*** INFORMATION GIVEN Section Begins ***
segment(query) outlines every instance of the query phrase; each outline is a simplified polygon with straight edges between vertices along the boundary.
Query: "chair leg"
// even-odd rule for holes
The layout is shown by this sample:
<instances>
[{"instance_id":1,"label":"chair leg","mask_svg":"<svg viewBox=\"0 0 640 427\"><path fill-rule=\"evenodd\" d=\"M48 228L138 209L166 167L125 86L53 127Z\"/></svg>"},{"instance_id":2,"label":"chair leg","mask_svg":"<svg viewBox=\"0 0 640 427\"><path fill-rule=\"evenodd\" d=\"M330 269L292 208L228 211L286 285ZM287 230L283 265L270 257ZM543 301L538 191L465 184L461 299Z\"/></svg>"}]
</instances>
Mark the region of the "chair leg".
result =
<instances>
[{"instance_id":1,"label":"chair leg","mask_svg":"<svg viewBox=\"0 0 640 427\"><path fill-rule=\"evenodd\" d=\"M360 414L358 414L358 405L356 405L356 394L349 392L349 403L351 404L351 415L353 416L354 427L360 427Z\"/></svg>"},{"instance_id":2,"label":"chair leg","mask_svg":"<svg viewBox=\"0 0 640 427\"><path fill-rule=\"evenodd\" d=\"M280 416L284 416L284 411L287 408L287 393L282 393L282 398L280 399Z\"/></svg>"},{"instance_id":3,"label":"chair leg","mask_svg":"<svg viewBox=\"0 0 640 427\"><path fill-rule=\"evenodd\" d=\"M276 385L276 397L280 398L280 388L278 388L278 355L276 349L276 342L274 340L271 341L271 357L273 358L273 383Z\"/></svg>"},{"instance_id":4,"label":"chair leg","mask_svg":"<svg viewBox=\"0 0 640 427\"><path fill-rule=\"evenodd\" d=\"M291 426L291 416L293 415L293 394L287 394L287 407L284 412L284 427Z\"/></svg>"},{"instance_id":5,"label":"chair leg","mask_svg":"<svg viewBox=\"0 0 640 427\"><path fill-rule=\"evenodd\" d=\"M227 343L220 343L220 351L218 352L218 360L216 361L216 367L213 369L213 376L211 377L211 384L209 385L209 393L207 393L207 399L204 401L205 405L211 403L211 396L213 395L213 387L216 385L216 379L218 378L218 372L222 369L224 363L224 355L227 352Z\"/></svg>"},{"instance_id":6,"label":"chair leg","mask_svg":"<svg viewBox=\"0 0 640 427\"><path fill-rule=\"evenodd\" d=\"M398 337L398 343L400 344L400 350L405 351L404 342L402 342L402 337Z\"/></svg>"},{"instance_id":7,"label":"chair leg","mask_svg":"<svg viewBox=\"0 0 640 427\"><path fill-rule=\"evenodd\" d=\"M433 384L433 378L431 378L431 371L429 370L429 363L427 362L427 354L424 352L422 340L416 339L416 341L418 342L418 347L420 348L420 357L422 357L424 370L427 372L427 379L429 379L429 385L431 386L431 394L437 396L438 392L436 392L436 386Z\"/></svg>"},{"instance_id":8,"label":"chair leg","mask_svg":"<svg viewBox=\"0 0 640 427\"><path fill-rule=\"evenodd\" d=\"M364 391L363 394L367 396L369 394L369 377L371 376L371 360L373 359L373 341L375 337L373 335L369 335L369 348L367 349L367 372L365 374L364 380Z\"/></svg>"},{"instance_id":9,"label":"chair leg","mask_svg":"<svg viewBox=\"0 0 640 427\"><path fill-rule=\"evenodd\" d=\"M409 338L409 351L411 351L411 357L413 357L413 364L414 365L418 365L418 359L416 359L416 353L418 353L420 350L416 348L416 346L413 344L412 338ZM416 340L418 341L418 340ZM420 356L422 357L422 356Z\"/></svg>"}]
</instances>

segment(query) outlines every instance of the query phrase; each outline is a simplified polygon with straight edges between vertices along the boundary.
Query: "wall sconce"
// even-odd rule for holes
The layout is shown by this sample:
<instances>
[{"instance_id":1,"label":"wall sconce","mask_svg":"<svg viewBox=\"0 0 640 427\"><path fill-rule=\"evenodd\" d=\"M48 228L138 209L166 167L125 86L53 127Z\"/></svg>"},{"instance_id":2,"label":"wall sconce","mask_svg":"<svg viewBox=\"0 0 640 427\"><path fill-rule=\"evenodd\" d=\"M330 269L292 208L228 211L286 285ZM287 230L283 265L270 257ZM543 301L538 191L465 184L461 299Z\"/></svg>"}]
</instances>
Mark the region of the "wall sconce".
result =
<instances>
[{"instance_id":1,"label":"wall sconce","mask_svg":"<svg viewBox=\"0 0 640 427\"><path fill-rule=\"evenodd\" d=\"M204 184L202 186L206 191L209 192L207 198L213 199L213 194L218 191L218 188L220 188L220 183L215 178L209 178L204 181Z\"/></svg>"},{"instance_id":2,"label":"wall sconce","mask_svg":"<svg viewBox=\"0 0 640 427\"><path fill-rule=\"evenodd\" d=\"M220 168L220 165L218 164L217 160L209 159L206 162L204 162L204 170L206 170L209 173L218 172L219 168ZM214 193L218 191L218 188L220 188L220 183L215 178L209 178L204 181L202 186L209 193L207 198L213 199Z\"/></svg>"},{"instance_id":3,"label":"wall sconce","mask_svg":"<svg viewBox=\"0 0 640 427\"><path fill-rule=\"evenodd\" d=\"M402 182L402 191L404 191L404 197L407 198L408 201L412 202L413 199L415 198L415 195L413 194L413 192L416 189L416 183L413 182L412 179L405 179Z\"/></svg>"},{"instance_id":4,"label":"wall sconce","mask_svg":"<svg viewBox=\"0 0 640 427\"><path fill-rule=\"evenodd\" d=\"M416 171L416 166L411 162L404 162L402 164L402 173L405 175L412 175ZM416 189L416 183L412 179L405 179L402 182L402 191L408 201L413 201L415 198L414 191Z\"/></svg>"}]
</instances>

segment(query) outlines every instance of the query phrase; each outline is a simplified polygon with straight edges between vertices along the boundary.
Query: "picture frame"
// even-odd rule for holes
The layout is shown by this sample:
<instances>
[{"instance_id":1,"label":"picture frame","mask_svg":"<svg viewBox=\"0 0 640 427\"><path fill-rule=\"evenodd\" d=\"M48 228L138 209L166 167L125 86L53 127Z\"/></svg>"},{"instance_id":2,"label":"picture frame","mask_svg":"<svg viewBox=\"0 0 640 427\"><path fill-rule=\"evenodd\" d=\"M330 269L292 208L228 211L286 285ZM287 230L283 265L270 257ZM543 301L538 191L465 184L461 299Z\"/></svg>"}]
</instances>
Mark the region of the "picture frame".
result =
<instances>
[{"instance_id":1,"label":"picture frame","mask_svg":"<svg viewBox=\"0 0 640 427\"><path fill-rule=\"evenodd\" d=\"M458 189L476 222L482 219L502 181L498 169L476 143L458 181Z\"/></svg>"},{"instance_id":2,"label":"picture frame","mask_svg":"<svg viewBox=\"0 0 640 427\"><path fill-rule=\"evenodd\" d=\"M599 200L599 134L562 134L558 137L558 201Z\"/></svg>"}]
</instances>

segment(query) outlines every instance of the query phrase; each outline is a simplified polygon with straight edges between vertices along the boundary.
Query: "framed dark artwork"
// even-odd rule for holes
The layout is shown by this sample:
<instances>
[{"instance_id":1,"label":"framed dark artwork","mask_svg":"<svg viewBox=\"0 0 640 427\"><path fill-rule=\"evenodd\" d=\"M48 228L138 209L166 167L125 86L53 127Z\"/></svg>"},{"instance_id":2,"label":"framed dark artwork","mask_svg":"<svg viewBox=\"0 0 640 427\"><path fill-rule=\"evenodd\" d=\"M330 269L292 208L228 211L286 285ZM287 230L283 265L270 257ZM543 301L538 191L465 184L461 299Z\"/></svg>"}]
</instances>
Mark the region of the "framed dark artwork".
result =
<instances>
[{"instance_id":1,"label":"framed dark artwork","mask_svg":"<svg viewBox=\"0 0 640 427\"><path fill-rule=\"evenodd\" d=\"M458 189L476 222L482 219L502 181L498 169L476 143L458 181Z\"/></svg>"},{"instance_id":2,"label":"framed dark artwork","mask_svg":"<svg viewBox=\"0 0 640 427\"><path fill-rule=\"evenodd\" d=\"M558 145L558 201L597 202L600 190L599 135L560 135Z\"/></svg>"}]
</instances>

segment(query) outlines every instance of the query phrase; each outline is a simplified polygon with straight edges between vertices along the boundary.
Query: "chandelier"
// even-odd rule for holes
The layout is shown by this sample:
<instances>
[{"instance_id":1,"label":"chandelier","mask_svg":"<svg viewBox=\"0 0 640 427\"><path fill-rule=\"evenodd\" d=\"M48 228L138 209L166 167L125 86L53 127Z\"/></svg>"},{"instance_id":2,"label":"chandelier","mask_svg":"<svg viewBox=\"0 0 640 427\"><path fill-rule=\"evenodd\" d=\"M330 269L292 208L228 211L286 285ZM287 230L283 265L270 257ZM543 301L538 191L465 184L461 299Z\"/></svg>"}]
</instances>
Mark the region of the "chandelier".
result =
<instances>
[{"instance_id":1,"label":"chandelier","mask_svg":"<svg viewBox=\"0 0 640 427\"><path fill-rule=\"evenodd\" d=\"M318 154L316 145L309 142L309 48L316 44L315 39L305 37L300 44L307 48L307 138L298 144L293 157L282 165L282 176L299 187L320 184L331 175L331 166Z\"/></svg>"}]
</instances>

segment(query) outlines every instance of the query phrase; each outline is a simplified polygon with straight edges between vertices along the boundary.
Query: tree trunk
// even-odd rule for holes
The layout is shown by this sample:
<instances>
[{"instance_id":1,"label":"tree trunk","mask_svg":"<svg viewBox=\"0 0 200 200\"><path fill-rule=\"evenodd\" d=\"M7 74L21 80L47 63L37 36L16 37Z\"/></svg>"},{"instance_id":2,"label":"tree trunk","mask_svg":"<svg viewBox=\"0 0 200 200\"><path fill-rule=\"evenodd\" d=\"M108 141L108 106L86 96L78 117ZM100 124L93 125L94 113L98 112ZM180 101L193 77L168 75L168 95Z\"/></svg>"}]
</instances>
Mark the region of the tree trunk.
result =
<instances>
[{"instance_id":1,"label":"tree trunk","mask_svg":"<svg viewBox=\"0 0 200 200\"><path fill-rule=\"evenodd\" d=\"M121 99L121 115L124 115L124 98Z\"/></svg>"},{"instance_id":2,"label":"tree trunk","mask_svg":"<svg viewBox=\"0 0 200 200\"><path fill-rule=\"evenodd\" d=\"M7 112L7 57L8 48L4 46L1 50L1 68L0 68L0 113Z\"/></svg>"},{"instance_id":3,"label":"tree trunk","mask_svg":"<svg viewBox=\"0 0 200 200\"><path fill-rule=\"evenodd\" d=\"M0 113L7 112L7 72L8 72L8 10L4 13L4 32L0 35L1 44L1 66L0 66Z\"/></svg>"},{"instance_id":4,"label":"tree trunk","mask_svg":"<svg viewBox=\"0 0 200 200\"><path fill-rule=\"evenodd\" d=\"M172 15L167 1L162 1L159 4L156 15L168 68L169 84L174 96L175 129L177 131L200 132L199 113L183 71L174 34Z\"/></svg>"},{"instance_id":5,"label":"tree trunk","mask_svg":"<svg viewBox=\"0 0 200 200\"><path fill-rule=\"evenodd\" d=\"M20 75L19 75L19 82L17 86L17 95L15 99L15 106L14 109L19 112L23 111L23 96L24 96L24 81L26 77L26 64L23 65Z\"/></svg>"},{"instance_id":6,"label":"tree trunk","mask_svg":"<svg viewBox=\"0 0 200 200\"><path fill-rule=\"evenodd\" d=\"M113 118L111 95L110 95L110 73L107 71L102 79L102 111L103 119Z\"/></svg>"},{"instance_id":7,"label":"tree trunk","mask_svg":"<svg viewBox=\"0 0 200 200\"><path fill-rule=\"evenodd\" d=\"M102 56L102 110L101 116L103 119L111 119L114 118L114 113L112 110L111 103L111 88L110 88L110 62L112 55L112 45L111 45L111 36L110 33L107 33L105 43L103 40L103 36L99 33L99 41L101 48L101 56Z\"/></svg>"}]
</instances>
*** INFORMATION GIVEN Section Ends ***
§ WORK TASK
Select and copy every line of the listing with the word "Mark".

§ ANSWER TO THIS TASK
Mark the region of the "chair leg".
Mark the region of the "wall sconce".
Mark the region of the "picture frame".
Mark the region of the "framed dark artwork".
Mark the region of the "chandelier".
Mark the region of the tree trunk.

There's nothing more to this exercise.